How to complete this task: Write every record out again exactly as shown below.

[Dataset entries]

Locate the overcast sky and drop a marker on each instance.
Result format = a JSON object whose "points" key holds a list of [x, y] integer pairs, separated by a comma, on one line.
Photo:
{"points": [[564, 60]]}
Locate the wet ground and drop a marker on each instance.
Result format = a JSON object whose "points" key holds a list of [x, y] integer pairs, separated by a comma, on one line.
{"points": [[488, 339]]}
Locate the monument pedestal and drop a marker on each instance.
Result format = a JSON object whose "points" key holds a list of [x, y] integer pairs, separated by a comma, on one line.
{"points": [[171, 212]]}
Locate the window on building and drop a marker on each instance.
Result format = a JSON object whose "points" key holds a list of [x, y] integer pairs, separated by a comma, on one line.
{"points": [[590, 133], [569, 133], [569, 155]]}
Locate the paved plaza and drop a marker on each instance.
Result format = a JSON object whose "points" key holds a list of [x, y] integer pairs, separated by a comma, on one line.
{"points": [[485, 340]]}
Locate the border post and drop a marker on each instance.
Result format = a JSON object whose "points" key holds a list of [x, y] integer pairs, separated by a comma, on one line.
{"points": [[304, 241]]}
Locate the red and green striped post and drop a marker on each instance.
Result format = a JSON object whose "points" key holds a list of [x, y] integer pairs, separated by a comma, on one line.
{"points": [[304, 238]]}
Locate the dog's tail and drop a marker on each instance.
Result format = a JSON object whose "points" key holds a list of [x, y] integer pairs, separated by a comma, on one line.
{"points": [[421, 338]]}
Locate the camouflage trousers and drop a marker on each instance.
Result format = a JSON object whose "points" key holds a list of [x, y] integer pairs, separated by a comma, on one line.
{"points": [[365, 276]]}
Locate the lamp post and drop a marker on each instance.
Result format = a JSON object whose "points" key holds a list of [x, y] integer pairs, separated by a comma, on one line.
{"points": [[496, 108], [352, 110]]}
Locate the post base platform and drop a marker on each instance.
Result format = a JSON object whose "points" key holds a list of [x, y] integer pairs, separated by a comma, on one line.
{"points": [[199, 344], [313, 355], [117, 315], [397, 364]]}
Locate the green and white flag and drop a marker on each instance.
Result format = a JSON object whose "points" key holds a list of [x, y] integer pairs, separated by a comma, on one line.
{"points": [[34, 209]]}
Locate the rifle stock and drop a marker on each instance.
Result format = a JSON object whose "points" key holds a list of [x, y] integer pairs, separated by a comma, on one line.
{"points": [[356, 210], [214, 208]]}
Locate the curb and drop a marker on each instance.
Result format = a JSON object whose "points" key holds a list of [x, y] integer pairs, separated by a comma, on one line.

Output for this exercise:
Locate the overcast sky and drop a marker on each instance.
Result format = a JSON object whose "points" key holds a list of [x, y] integer pairs, separated by a comma, on one line.
Photo:
{"points": [[564, 60]]}
Locate the wet ground and drop a marker on each instance.
Result format = a JSON object whose "points" key holds a list of [x, y] integer pairs, separated by a comma, on one line.
{"points": [[488, 339]]}
Locate the monument pedestal and drop a marker on each instance.
Result format = a JSON object whose "points" key holds a list of [x, y] integer pairs, separated by a comma, on one line.
{"points": [[171, 212]]}
Locate the window on building and drop a marker on each instance.
Result format = a JSON object whose "points" key holds a list of [x, y] integer pairs, separated by a comma, on one line.
{"points": [[590, 133], [569, 133], [569, 155]]}
Locate the paved plaza and drop a marker on each instance.
Result format = a JSON object whose "points" key holds a list of [x, y] integer pairs, separated by a comma, on one line.
{"points": [[485, 340]]}
Locate the border post and drop a marker on each instance.
Result format = a JSON object whose "points" key holds a list of [x, y] integer pairs, separated by a comma, on one line.
{"points": [[304, 241]]}
Locate the red and green striped post and drop a marker on each instance.
Result format = a JSON object whose "points" key holds a list of [x, y] integer pairs, separated by a comma, on one line.
{"points": [[304, 238]]}
Locate the dog's tail and drop a marker on each instance.
Result format = a JSON object whose "points" key holds a list of [x, y] integer pairs, separated by a comma, on one line.
{"points": [[421, 338]]}
Locate the camouflage trousers and drop a marker on each instance.
Result format = a JSON object whose "points" key holds a list of [x, y] integer pairs, separated by a comma, on one line.
{"points": [[365, 276]]}
Locate the lamp post and drop a marker on each instance.
Result format = a JSON object whose "points" key holds a list of [x, y] integer pairs, separated by a comma, on one line.
{"points": [[496, 108], [352, 110]]}
Locate the post base platform and drop a marker on each instance.
Result format = a JSON object whose "points" key holds a list of [x, y] integer pairs, separated by a comma, on one line.
{"points": [[199, 344], [313, 355], [117, 315], [397, 364]]}
Locate the green and white flag and drop a marker on each instance.
Result format = a JSON object whose "points" key holds a list of [x, y] integer pairs, separated by a comma, on one line.
{"points": [[34, 209]]}
Locate the rifle stock and drop a marker on each instance.
Result format = a JSON object whose "points" key holds a list of [x, y] integer pairs, separated by a comma, on one line.
{"points": [[356, 210], [214, 208]]}
Locate the curb and drop a marker on each instance.
Result format = a JSON object whose "points" key holds a list of [x, y] integer pairs, separated by a comma, on one line.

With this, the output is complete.